• Page text:
--------
In [1]:
import torch
import pandas as pd
import torch.nn as nn
from torch.utils.data import DataLoader
from transformers import pipeline, AutoTokenizer, DataCollatorForTokenClassification, AutoModelForTokenClassification, TrainingArguments, Trainer
from datasets import load_dataset
from torchtext.vocab import build_vocab_from_iterator, GloVe
from app.utils import getData, iterator, train_and_eval, predict, Data
from app.model import NER, NER_transformer

### Data

In [8]:
data = pd.read_csv("./data/ner_datasetreference.csv", encoding='latin1')
sentences, labels = getData(data)
split_idx = int(0.9 * len(sentences))
--------
• Your tasks:
1) List every name that the notebook code imports from the transformers library.
2) In the notebook code, which encoding is passed when the CSV file is read?
3) Write the next lines of the notebook code, following on from its last line.

Point annotations for photos
--------
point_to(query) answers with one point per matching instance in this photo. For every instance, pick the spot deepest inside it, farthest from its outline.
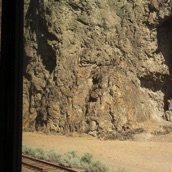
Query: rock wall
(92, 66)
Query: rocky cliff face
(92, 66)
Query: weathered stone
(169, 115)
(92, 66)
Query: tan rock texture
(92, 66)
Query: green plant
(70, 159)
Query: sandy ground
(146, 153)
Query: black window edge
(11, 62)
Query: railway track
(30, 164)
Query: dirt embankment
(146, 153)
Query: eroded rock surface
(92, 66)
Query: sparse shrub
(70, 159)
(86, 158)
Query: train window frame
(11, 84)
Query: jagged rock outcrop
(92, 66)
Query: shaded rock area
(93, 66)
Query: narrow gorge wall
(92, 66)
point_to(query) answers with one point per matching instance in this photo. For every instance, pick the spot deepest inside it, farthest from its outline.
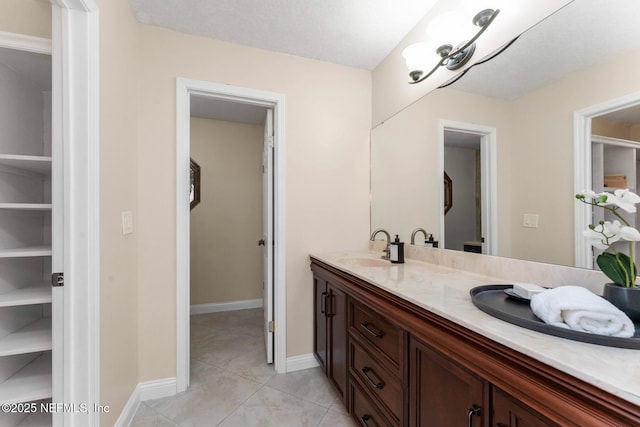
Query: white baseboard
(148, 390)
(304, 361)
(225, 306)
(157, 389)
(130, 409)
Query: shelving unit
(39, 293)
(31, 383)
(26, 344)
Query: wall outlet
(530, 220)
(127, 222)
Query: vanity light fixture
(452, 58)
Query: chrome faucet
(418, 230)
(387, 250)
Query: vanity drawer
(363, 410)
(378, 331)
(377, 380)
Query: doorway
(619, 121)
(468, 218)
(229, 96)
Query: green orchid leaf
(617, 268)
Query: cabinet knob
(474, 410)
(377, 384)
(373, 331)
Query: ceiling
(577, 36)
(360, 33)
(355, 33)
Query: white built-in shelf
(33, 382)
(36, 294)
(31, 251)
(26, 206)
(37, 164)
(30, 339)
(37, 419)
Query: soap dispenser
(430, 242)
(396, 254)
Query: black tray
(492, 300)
--------
• Answers for the exercise:
1) pipeline, AutoTokenizer, DataCollatorForTokenClassification, AutoModelForTokenClassification, TrainingArguments, Trainer

2) latin1

3)
train, train_labels, test, test_labels = sentences[:split_idx], labels[:split_idx], sentences[split_idx:], labels[split_idx:]
vocab = build_vocab_from_iterator(iterator(train), specials=["<unk>", "<pad>"])
vocab.set_default_index(vocab["<unk>"])
labels_dict = build_vocab_from_iterator(iterator(train_labels), specials=["<pad>"])
glove_vocab = GloVe(name='42B', dim=300)
use_glove = False
max_len = max([len(s) for s in sentences])
train_pipeline = Data(train, train_labels, max_len, vocab, glove_vocab, labels_dict, use_glove=use_glove)
test_pipeline = Data(test, test_labels, max_len, vocab, glove_vocab, labels_dict, use_glove=use_glove)
train_loader = DataLoader(train_pipeline, batch_size=64, shuffle=True)
test_loader = DataLoader(test_pipeline)

In [9]:
print(max_len)

104


### Hyperparameters

In [10]:
vocab_size = len(vocab)
tag_size = len(labels_dict)
embed_size = 300
num_layers = 3
hidden_size = 64
n_epochs = 20
learning_rate = 1e-3
n_head = 5
device = torch.device("cuda" if torch.cuda.is_available() else "cpu")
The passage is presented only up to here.